• _What is required_: Write out again every line of the records from the one containing "Where can the tree" through the end of the records, inclusive, with the requests left as they are. In the answer points only, multiply each coordinate by 0.45 and round to a whole number, rounding halves up.
[BEGIN Records provided]
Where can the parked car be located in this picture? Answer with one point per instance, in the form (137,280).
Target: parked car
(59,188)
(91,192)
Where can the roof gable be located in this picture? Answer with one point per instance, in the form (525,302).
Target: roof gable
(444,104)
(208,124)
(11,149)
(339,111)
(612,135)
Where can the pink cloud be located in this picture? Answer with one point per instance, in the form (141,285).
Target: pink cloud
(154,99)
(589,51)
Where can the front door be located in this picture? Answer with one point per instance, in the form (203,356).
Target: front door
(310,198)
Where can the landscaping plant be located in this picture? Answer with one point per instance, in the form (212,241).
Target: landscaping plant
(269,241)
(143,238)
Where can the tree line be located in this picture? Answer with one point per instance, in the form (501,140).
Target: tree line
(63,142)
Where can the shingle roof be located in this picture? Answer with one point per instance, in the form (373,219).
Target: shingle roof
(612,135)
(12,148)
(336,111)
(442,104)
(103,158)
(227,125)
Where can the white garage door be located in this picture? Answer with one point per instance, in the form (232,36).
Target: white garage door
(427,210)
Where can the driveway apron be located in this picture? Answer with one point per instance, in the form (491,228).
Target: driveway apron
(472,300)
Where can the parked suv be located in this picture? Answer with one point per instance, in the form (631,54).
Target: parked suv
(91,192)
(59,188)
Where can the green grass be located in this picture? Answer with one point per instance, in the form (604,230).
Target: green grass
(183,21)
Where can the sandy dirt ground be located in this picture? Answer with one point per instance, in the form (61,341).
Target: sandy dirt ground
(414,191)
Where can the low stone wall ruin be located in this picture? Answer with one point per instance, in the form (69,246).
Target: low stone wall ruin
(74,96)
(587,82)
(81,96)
[END Records provided]
• _Task answer_:
Where can the tree line be located in this picture? Answer with one point per instance, in the form (501,140).
Target: tree line
(28,64)
Where can the shingle roof be located in this picture? Answer with one point per instance, in the form (373,219).
Target: shingle roof
(275,61)
(5,67)
(151,50)
(199,47)
(46,71)
(102,56)
Where can the white garage door be located in this picture? Answer with one point per instance, in the form (232,36).
Target: white garage door
(192,95)
Where can the driveway apron be located in this picture? Answer with one point per instance, in the form (491,228).
Target: driveway apron
(212,135)
Where can the parked suv be located in this picture? Answer with one point per instance, in the form (631,54).
Target: parked suv
(41,86)
(27,85)
Where can the green grass be located in this picture? Answer with one point per instance, in the form (604,230).
Target: green grass
(82,9)
Where can the sandy dirt ground be located in this picture? Answer with one point per instance, in the form (61,341).
Target: sandy dirt ground
(186,86)
Where can the low stone wall ruin be located in this picture? Answer with one point per instance, in the form (69,246).
Target: low stone wall ruin
(33,43)
(264,37)
(36,43)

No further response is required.